PROBLEM TO SOLVE | Write out the whole listing exactly as it stands.

Records from a collection |
Start

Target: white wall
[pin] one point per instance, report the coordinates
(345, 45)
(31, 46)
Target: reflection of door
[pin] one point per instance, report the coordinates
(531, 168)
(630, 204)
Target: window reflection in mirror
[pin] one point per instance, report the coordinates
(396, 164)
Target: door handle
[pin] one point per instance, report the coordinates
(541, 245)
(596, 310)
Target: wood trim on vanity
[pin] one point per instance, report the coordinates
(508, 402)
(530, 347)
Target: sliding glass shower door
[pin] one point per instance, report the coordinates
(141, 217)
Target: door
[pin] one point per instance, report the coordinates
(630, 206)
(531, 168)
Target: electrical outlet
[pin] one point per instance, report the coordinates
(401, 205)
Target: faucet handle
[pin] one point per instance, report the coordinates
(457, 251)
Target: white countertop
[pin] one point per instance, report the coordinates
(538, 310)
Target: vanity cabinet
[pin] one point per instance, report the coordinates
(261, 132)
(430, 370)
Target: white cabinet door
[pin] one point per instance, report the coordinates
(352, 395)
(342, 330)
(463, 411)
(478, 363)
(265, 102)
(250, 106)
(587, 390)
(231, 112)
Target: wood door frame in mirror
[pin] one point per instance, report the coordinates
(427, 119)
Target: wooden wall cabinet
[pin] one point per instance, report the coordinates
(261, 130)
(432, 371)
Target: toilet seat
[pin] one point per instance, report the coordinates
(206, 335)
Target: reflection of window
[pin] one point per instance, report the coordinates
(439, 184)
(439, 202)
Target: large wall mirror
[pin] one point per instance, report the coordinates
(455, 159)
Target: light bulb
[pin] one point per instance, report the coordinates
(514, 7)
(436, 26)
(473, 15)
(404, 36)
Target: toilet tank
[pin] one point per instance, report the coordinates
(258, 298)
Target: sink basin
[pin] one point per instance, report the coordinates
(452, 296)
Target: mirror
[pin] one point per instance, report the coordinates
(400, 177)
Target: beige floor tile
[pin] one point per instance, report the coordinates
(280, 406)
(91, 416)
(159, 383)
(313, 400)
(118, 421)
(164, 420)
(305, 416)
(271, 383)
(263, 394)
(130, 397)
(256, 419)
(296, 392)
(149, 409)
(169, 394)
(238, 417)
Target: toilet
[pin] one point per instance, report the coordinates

End

FULL SOLUTION |
Target: white wall
[pin] one point per instance, report the coordinates
(345, 45)
(31, 46)
Target: reflection of door
[pin] one point per instance, report the coordinates
(531, 168)
(630, 204)
Target: window reflection in mirror
[pin] one point per instance, report the coordinates
(396, 164)
Target: door handle
[pin] one point per instance, report the coordinates
(541, 245)
(596, 310)
Target: wood trim on vanity
[pin] one point per instance, report the coordinates
(508, 402)
(530, 347)
Target: sliding glass shower door
[pin] one point per instance, report the coordinates
(141, 217)
Target: door
[pin] one point per instance, report the coordinates
(630, 206)
(531, 168)
Target: electrical outlet
[pin] one point per instance, report the coordinates
(401, 205)
Target: faucet handle
[pin] one point per instance, report the coordinates
(457, 251)
Target: white countertop
[pin] one point per instance, report the coordinates
(538, 310)
Target: vanity cabinet
[pin] one point per instance, report the coordinates
(261, 132)
(430, 370)
Target: white cabinet door
[pin] one point per instance, report the coordinates
(352, 395)
(342, 330)
(463, 411)
(478, 363)
(265, 102)
(250, 106)
(587, 390)
(231, 112)
Target: wood door frame in mirror
[pin] one point per instance, report the coordinates
(427, 119)
Target: wooden wall cabinet
[pin] one point per instance, report the coordinates
(261, 130)
(432, 371)
Target: toilet seat
[pin] one point per instance, report the coordinates
(206, 335)
Target: reflection of window
[pin] one point per instance, report the coordinates
(439, 184)
(439, 202)
Target: large wall mirror
[pin] one point per instance, report the coordinates
(455, 159)
Target: light bulb
[pin] one point per instance, report the coordinates
(514, 7)
(436, 26)
(473, 15)
(404, 36)
Target: toilet tank
[pin] one point per instance, report the coordinates
(258, 298)
Target: sink basin
[pin] one point per instance, report the coordinates
(452, 296)
Target: mirror
[pin] one point per instance, report the coordinates
(400, 177)
Target: beige floor tile
[pin] one point per instance, report the coordinates
(280, 406)
(91, 416)
(159, 383)
(313, 400)
(118, 421)
(164, 420)
(305, 416)
(271, 383)
(263, 394)
(130, 397)
(256, 419)
(296, 392)
(149, 409)
(169, 394)
(238, 417)
Target: toilet
[pin] one point per instance, report the coordinates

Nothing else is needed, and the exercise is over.